§ **Goal**
Format the data as a two-column CSV with the headers input and output, covering only the lines from the one containing "Where can the glass" through the one containing "x=256, y=185", both included. Each row should hold one input's full text and its answer, each in a single quoted field with line breaks turned into spaces.
-- BEGIN Dataset content --
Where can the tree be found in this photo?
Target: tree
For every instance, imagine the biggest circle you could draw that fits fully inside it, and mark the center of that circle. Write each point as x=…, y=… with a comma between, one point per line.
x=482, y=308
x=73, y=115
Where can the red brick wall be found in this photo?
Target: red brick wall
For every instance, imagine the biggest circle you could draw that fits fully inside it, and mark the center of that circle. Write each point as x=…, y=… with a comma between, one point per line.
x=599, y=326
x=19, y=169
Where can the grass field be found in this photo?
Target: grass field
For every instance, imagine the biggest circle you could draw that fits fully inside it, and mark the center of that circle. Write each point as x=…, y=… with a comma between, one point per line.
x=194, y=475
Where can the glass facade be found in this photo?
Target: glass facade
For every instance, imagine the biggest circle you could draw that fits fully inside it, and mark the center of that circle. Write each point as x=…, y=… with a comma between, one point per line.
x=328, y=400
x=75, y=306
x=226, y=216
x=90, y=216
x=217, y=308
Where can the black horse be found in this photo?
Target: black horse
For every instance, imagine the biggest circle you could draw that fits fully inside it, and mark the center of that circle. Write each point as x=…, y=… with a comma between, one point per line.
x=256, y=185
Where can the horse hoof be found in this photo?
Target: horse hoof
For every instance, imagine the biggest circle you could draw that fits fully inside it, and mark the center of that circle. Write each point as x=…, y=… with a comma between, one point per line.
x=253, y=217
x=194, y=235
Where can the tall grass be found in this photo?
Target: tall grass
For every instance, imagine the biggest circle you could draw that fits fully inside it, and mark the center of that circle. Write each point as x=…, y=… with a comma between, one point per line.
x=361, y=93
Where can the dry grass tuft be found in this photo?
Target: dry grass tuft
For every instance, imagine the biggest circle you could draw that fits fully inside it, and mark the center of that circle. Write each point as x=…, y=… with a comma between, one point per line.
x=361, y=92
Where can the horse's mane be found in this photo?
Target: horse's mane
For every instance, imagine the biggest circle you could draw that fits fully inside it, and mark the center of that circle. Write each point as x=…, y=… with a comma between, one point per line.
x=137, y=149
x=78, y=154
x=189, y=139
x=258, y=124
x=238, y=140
-- END Dataset content --
§ **Worked answer**
input,output
"Where can the glass facade be found in this photo? Target: glass facade For every instance, imagine the biggest circle you could draw that fits fully inside it, and mark the center of that circle. Write each point as x=…, y=… with a comma between, one point per line.","x=328, y=400 x=75, y=306 x=226, y=216 x=90, y=216 x=217, y=308"
"Where can the black horse be found in this photo? Target: black horse For every instance, imagine the biggest circle you could draw that fits fully inside it, and mark the center of that circle. Write each point as x=…, y=… with a comma between, one point per line.","x=256, y=185"